▶ _TASK TO COMPLETE_
Rewrite everything from the line containing "Flag ocean in the picture." down to the line containing "[0,0,474,129]", swapping "Flag" for "Mark" and leaving the rest unchanged.

▶ _EXERCISE MATERIALS_
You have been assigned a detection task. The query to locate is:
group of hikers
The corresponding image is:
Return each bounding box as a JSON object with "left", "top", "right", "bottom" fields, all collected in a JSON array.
---
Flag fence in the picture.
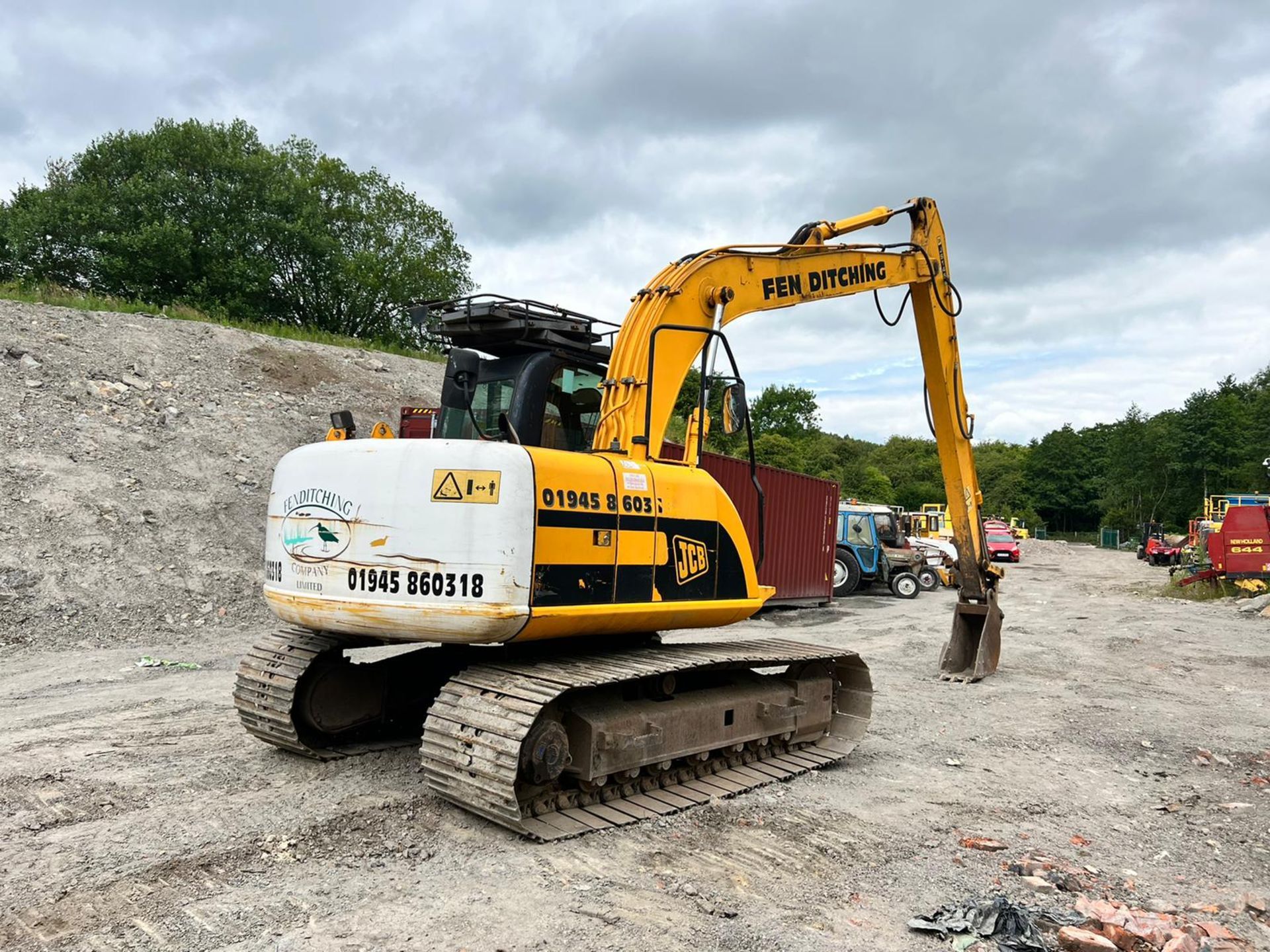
---
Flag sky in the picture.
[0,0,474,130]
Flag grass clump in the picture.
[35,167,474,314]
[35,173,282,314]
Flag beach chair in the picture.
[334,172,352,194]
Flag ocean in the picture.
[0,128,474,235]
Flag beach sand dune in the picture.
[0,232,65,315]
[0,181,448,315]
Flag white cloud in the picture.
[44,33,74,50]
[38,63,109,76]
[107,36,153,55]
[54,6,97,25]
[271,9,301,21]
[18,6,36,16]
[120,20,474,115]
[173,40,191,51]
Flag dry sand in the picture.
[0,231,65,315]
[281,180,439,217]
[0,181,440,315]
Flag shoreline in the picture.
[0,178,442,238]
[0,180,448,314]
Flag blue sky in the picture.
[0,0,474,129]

▶ _THE RESULT_
Mark ocean in the picture.
[0,128,474,235]
Mark beach sand dune in the picture.
[0,232,65,315]
[0,181,448,315]
Mark white cloud in the picture.
[44,33,74,50]
[38,63,109,76]
[107,36,153,55]
[54,6,97,25]
[271,9,301,21]
[18,6,36,16]
[120,20,474,115]
[173,40,191,51]
Mark dry sand in the picture.
[0,231,65,315]
[281,180,439,217]
[0,181,440,315]
Mark shoreline in the picture.
[0,178,442,238]
[0,180,448,314]
Mark blue sky in the picture.
[0,0,474,129]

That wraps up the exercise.